--- Start of DATA LINES ---
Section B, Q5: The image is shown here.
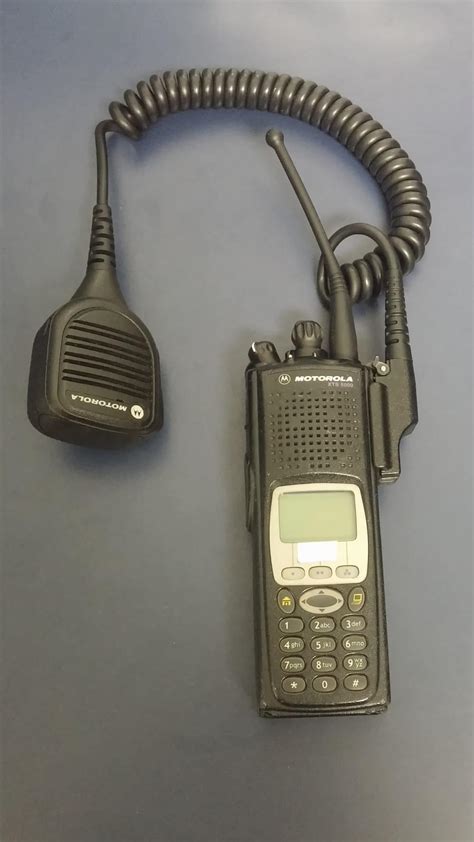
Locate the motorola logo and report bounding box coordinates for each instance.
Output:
[130,403,145,421]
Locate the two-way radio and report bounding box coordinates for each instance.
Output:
[28,69,431,717]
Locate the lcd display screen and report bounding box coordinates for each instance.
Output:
[279,491,357,544]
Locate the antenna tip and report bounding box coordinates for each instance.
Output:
[265,129,285,149]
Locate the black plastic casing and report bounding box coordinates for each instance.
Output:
[28,298,163,448]
[246,359,390,717]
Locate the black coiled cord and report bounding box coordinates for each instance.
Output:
[96,69,431,304]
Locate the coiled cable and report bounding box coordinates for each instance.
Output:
[95,68,431,305]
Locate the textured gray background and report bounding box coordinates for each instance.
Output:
[2,0,472,842]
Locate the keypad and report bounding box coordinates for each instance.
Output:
[342,655,368,672]
[278,617,304,634]
[344,675,369,693]
[277,600,369,702]
[311,655,337,672]
[281,675,306,693]
[311,637,336,652]
[280,637,304,652]
[281,656,306,672]
[309,617,336,634]
[341,615,366,631]
[342,634,367,652]
[313,675,337,693]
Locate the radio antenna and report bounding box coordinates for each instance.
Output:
[266,129,358,360]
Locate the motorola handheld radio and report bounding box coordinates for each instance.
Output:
[28,69,431,717]
[246,131,417,716]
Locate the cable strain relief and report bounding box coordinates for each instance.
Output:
[73,204,126,306]
[87,204,115,269]
[385,269,411,360]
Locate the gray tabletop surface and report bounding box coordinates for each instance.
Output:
[1,0,473,842]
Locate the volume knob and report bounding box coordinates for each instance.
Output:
[291,320,325,357]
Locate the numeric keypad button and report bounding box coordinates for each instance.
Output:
[281,675,306,693]
[280,656,306,672]
[342,634,367,652]
[309,617,336,634]
[343,655,368,672]
[311,637,336,652]
[313,675,337,693]
[341,614,367,631]
[311,655,337,672]
[344,675,369,693]
[278,617,304,634]
[280,637,304,652]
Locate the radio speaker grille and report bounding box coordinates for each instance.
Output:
[266,389,360,472]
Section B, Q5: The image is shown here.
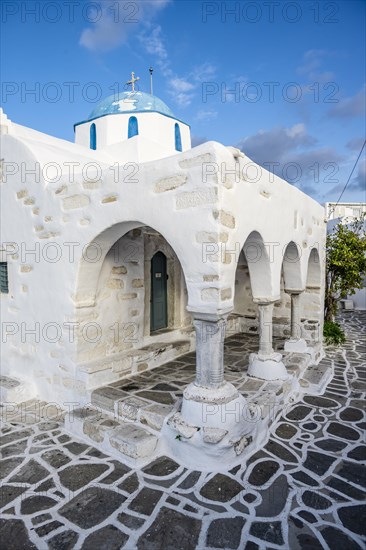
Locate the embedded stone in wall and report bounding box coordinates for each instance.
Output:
[196,231,219,243]
[107,279,124,289]
[220,288,232,300]
[38,231,61,239]
[203,275,219,283]
[222,252,232,264]
[24,197,36,206]
[112,265,127,275]
[201,287,219,302]
[178,153,212,168]
[83,180,102,189]
[55,185,67,195]
[222,174,236,189]
[213,210,235,229]
[101,195,118,204]
[154,174,188,193]
[176,187,217,210]
[118,292,137,300]
[62,195,90,210]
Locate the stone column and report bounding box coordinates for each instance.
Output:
[285,290,308,353]
[193,318,226,388]
[258,302,273,359]
[248,301,288,380]
[291,292,301,340]
[181,313,246,429]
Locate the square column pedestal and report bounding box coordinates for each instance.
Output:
[285,290,312,354]
[248,302,289,380]
[181,314,247,432]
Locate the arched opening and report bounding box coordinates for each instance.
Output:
[233,231,272,334]
[90,122,97,151]
[128,116,139,139]
[302,248,324,342]
[282,241,302,290]
[174,123,182,151]
[76,222,192,383]
[150,251,168,333]
[273,241,303,338]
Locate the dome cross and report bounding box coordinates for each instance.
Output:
[126,71,140,92]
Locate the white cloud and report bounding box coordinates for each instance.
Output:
[196,110,218,122]
[328,88,365,118]
[237,124,343,196]
[79,0,170,52]
[138,26,216,107]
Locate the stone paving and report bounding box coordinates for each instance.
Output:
[0,312,366,550]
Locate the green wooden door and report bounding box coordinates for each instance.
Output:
[150,252,168,332]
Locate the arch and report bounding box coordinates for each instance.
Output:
[90,122,97,151]
[128,116,139,139]
[74,221,189,308]
[242,231,272,301]
[174,123,183,151]
[282,241,303,291]
[150,250,168,332]
[306,248,321,288]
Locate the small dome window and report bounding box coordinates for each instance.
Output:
[174,124,182,151]
[90,122,97,151]
[128,116,139,139]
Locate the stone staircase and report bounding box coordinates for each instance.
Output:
[79,339,193,389]
[65,340,332,468]
[0,376,36,405]
[65,379,180,466]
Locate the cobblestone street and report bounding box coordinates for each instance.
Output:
[0,312,366,550]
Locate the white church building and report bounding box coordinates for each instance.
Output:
[0,81,326,470]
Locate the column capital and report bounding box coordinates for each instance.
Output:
[284,288,305,296]
[187,307,233,323]
[253,296,281,306]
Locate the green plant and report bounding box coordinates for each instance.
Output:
[324,215,366,321]
[323,321,346,346]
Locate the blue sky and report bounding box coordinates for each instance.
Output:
[1,0,366,202]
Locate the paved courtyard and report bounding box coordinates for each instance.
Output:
[0,312,366,550]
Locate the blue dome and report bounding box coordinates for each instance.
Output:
[88,91,174,120]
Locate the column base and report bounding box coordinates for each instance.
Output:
[285,338,310,353]
[248,353,289,380]
[181,382,248,431]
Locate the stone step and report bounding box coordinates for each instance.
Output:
[65,406,158,464]
[79,340,192,389]
[0,376,37,404]
[90,380,176,430]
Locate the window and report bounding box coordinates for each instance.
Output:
[174,124,182,151]
[128,116,139,139]
[0,262,9,294]
[90,122,97,151]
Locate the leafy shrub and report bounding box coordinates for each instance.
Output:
[323,321,346,346]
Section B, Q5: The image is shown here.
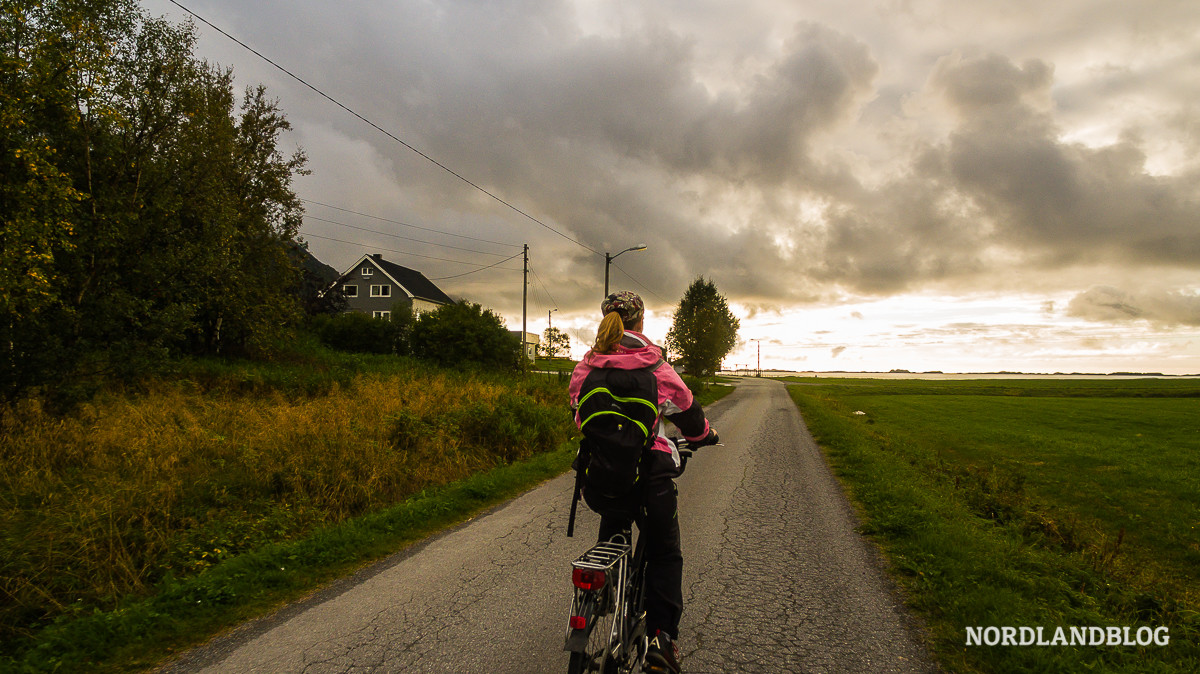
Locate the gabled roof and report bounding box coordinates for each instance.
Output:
[338,254,455,305]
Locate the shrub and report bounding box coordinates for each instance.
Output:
[412,302,521,368]
[311,312,408,355]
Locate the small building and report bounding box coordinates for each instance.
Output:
[509,330,541,362]
[334,253,454,318]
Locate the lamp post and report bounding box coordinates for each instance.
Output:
[604,243,646,297]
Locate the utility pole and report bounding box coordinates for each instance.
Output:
[521,243,529,369]
[604,243,646,297]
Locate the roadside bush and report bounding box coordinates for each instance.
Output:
[311,312,412,355]
[412,302,521,369]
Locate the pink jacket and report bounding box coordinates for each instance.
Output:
[568,330,708,453]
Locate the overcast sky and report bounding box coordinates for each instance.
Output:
[144,0,1200,374]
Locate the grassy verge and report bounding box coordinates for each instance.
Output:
[8,443,575,672]
[791,379,1200,672]
[0,354,574,670]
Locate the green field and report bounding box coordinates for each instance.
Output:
[791,379,1200,672]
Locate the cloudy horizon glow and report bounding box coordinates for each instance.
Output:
[144,0,1200,374]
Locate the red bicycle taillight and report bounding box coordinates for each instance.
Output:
[571,568,608,590]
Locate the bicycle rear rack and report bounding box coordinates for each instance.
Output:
[571,536,631,571]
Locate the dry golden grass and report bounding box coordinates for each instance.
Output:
[0,372,570,640]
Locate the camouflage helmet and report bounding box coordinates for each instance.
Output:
[600,290,646,325]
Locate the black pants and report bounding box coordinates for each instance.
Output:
[598,451,683,640]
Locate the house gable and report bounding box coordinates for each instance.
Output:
[335,253,454,315]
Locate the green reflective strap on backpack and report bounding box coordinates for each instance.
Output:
[580,410,650,437]
[578,386,659,419]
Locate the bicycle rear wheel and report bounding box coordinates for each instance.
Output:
[568,595,617,674]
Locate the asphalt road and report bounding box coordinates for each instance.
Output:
[169,379,934,674]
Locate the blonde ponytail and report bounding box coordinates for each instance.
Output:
[592,312,625,354]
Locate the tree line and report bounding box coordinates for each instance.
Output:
[0,0,737,401]
[0,0,319,399]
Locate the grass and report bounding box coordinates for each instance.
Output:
[791,379,1200,672]
[0,353,574,670]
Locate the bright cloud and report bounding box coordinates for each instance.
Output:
[145,0,1200,372]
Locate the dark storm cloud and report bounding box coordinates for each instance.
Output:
[932,54,1200,266]
[1067,285,1200,325]
[164,0,1200,316]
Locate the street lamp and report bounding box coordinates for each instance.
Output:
[604,243,646,297]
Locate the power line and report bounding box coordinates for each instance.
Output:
[168,0,604,255]
[430,251,524,281]
[529,267,558,309]
[301,199,521,248]
[304,213,511,259]
[300,231,520,271]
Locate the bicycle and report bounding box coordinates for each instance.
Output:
[563,439,703,674]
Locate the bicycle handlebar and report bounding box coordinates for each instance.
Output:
[668,438,725,475]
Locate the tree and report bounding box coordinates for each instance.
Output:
[666,277,742,375]
[0,0,305,398]
[410,302,521,368]
[541,326,571,359]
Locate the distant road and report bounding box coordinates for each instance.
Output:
[168,379,935,674]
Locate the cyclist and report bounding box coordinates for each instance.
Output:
[569,291,718,674]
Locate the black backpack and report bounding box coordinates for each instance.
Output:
[568,361,662,536]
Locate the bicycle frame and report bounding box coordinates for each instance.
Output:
[564,530,647,674]
[563,440,694,674]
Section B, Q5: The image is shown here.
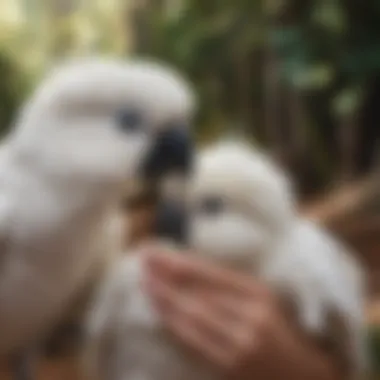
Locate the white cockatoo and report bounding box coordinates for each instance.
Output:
[86,141,364,380]
[0,57,194,378]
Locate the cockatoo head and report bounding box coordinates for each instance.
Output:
[13,58,194,197]
[188,140,294,267]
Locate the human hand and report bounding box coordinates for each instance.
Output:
[146,253,339,380]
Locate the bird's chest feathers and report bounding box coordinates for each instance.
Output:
[10,183,112,280]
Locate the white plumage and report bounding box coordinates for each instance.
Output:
[0,58,193,355]
[88,141,364,380]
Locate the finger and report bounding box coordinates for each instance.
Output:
[144,276,246,345]
[165,314,232,368]
[146,253,267,296]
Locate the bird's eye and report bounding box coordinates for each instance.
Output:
[117,110,143,132]
[200,197,223,215]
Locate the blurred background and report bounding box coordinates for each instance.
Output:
[0,0,380,378]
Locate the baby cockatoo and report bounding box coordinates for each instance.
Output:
[88,141,363,380]
[0,58,193,372]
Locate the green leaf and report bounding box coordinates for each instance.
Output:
[292,64,335,90]
[332,86,363,116]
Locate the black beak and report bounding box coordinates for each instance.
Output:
[154,196,188,246]
[141,127,194,181]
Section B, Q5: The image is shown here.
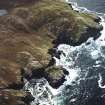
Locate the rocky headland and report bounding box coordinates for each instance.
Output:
[0,0,102,105]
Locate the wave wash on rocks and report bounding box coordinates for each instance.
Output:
[0,0,102,105]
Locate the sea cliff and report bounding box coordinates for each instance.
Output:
[0,0,102,105]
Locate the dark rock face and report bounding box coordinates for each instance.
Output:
[45,66,65,88]
[0,0,102,105]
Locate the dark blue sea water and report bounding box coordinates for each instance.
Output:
[69,0,105,13]
[25,0,105,105]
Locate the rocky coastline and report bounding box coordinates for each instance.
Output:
[0,0,103,105]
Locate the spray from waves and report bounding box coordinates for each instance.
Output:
[25,0,105,105]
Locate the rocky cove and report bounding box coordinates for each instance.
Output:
[0,0,103,105]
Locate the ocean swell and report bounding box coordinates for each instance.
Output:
[24,1,105,105]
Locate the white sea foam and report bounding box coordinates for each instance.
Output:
[26,0,105,105]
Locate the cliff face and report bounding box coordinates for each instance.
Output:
[0,0,102,104]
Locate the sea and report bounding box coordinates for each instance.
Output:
[25,0,105,105]
[0,0,105,105]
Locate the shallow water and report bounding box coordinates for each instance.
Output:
[25,0,105,105]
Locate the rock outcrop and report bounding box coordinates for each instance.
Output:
[0,0,102,105]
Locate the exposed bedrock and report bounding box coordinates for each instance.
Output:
[0,0,102,105]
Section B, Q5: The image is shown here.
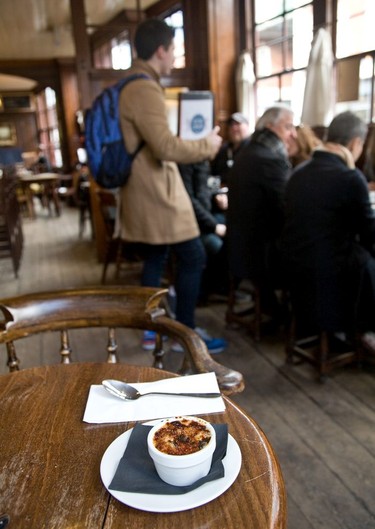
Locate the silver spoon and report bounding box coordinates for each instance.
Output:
[102,380,221,400]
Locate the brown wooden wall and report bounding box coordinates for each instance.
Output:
[0,0,239,171]
[0,112,38,152]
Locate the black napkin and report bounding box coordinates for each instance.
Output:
[109,424,228,494]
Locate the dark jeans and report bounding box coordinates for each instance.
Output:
[141,237,206,329]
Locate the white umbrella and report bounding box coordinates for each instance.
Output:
[236,51,255,130]
[301,28,334,127]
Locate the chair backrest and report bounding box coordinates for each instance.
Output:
[0,286,244,394]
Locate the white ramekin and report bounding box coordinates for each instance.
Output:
[147,416,216,487]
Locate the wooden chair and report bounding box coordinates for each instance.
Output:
[286,316,361,382]
[0,286,244,394]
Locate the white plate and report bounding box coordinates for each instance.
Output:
[100,423,242,512]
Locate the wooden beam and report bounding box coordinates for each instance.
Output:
[70,0,92,110]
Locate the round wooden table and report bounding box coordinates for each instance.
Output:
[0,363,286,529]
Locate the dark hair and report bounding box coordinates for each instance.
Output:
[134,18,174,61]
[327,110,367,147]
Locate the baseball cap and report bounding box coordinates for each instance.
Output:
[227,112,249,125]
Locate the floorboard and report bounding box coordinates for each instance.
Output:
[0,200,375,529]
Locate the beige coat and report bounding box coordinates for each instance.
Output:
[120,59,219,244]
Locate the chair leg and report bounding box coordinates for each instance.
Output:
[153,333,165,369]
[317,332,329,382]
[254,286,262,342]
[60,330,72,364]
[107,327,118,364]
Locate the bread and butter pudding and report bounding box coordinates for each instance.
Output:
[153,418,211,456]
[147,416,216,486]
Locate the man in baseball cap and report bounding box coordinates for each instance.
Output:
[211,112,250,187]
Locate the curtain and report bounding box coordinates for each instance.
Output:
[236,51,255,131]
[301,28,334,127]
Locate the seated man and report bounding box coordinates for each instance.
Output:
[282,112,375,334]
[227,107,296,322]
[211,112,250,187]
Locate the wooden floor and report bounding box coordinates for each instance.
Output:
[0,202,375,529]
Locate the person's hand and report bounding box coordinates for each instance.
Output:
[215,193,228,210]
[215,224,227,237]
[207,126,223,152]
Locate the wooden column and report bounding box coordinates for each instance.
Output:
[70,0,92,110]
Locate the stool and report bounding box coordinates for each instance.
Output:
[286,316,361,382]
[225,278,262,342]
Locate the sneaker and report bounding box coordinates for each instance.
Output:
[171,327,228,354]
[142,331,168,351]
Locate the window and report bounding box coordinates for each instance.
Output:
[251,0,375,122]
[36,87,63,167]
[253,0,313,116]
[335,0,375,123]
[336,0,375,59]
[164,9,185,68]
[111,32,132,70]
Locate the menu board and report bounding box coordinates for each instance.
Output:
[178,90,214,140]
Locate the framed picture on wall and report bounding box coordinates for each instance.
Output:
[178,90,214,140]
[0,123,17,147]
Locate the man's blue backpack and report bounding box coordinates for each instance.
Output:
[85,74,149,189]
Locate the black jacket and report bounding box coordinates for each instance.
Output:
[178,162,218,233]
[227,130,290,282]
[282,151,375,331]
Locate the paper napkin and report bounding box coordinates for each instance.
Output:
[83,373,225,424]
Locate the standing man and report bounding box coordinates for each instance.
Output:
[120,19,228,352]
[282,112,375,333]
[227,107,296,321]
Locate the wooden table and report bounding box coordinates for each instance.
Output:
[19,173,61,218]
[0,363,286,529]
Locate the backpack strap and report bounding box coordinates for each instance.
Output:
[121,73,152,160]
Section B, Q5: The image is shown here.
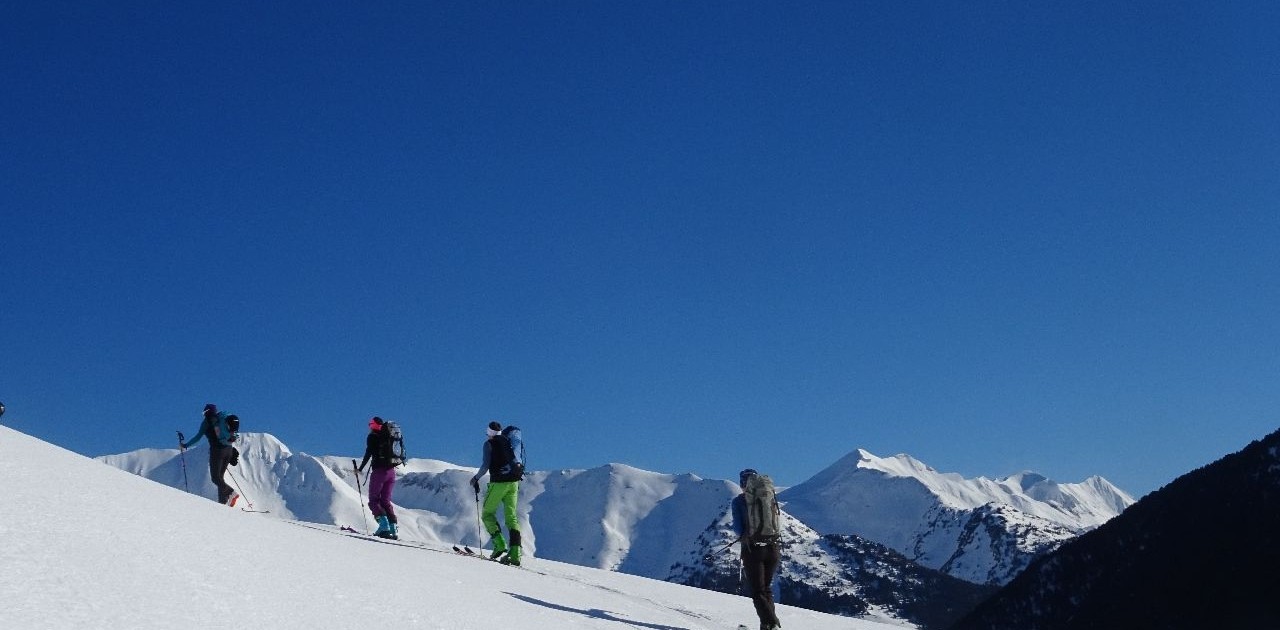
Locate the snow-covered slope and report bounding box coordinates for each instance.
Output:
[780,449,1133,584]
[0,426,887,630]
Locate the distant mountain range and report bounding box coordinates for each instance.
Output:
[955,432,1280,630]
[99,433,1133,627]
[780,449,1133,585]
--- End of DATA LINES ---
## WRITTEN REQUEST:
Copy the records word for word, from the beginning up to and including the line that contains "[266,129,358,360]". Leave the pictures out of your copy.

## ANSWER TO THE PROBLEM:
Section B, Q5: The image is shown here.
Locate the motorola logo and report bounding box coordinates for each instance.
Output:
[130,403,145,421]
Locate the two-way radio and report bounding box coordinates for each instance.
Output:
[28,69,431,717]
Locate the lcd display screen and report bounding box coordinates for each instance.
Output:
[279,491,357,544]
Locate the antenna tip and report bounding box coordinates for each instance.
Output:
[265,129,285,149]
Locate the black plastic casing and report bounding box coordinates for each instance.
Output:
[28,298,163,448]
[246,359,390,717]
Locate the black coiled cord and report bounding box coordinates for each instance.
Output:
[96,69,431,304]
Locate the coiled cable and report bounding box coordinates for each instance.
Output:
[95,68,431,305]
Locate the textured gray background and report bounding box coordinates for each instance.
Output:
[2,0,472,842]
Locate the keypad and report bounding box coordinates for each instance.
Output:
[342,655,368,672]
[278,617,304,634]
[344,675,369,693]
[277,600,369,702]
[311,655,337,672]
[281,675,306,693]
[311,637,336,652]
[280,637,304,652]
[281,656,306,672]
[309,617,336,634]
[341,615,366,631]
[342,634,367,652]
[313,675,337,693]
Locate the radio antenna and report bounding box coordinates for each instance.
Output:
[266,129,358,360]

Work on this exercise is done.